*** PROVIDED ENTRIES ***
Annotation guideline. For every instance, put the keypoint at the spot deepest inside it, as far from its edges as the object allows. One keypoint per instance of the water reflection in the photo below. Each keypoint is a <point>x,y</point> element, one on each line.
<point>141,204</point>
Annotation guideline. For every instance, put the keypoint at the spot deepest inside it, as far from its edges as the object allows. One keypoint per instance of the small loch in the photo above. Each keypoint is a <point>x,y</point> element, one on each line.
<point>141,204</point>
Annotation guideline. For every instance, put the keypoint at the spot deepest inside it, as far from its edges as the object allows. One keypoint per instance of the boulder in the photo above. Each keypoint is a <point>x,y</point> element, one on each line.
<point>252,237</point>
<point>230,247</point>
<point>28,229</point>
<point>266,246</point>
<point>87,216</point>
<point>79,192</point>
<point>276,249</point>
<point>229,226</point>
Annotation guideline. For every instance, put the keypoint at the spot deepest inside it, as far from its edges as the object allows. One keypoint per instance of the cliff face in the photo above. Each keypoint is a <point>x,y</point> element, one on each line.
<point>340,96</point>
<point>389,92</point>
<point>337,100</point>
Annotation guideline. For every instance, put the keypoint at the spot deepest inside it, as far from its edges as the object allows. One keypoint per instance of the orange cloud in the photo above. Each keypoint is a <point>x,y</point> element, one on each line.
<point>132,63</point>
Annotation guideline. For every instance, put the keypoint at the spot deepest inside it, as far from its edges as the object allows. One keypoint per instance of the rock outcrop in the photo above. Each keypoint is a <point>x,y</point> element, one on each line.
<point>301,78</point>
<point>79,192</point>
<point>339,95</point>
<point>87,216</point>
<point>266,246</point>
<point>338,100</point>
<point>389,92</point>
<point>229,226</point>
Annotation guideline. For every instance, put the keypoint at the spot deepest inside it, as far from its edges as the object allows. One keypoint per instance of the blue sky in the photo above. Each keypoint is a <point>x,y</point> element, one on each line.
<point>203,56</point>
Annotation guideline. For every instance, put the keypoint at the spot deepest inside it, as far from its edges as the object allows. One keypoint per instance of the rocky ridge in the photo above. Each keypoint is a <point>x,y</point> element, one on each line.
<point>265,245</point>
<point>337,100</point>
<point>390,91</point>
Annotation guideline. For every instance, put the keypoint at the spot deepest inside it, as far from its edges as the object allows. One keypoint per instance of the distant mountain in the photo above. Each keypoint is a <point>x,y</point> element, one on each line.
*** End of PROVIDED ENTRIES ***
- [ACTIVITY]: Every entry must appear again in the answer, exactly as written.

- [TASK OUTPUT]:
Annotation guideline. For every instance, put the keypoint at the spot deepest inside it, as far from its edges as the object allows. One keypoint per instance of the water reflection in the photo below. Each keypoint is a <point>x,y</point> element, one on each line.
<point>141,204</point>
Annotation guideline. For every instance, put the keypoint at the spot deepest inside it, as far from its edges as the object allows. One keypoint per instance of the small loch in the photo above. Each keypoint is a <point>x,y</point> element, one on each line.
<point>141,204</point>
Annotation guideline. For every instance, put the keypoint at the spot deepest inside it, as far from its edges as the object allows. One keypoint per instance of the boulder in the photo above. Each keypoint is a <point>x,y</point> element, one on each line.
<point>252,237</point>
<point>230,247</point>
<point>28,229</point>
<point>266,246</point>
<point>87,216</point>
<point>79,192</point>
<point>276,249</point>
<point>229,226</point>
Annotation guideline. For every instance, put the keypoint at the spot deepest inside it, as far from its edges as the object allows. One keypoint per instance of the cliff face in the photo above. Each keypoint is a <point>x,y</point> element, one on each line.
<point>340,96</point>
<point>389,92</point>
<point>337,100</point>
Annotation guideline. For every instance, put the keypoint at the spot deepest inside it, as far from its edges as the object allows. One keypoint per instance of the orange cloud in the photo above. Each keypoint is a <point>x,y</point> element, one on each line.
<point>132,63</point>
Annotation guideline. For every instance, put the keypoint at the spot deepest inside it, as far from its edges as the object allows. One keypoint per instance of the rock outcrop in the photo above. Each keypoint is a <point>x,y</point> element, one on each line.
<point>301,78</point>
<point>79,192</point>
<point>339,95</point>
<point>87,216</point>
<point>266,246</point>
<point>338,100</point>
<point>389,92</point>
<point>229,226</point>
Annotation guideline. For every instance, put the keypoint at the spot deepest inside it, as far from its edges as the object allows. One keypoint per instance of the blue sky in the photo above. Each keypoint is a <point>x,y</point> element, one on each line.
<point>203,56</point>
Annotation guideline. For every instance, put the keypoint at the spot deepest inside it, as far from its edges as the object allows. One keypoint per instance of the rocky ridge in the photo above. Each keypoint is a <point>x,y</point> element, one on each line.
<point>265,245</point>
<point>337,100</point>
<point>390,91</point>
Annotation guideline. For every instance, put the keypoint at the spot deepest inside it, as far from its edges as the object allows. One keypoint per instance of the distant mountain in the photo above. Each keypoint is a <point>x,y</point> element, one on each line.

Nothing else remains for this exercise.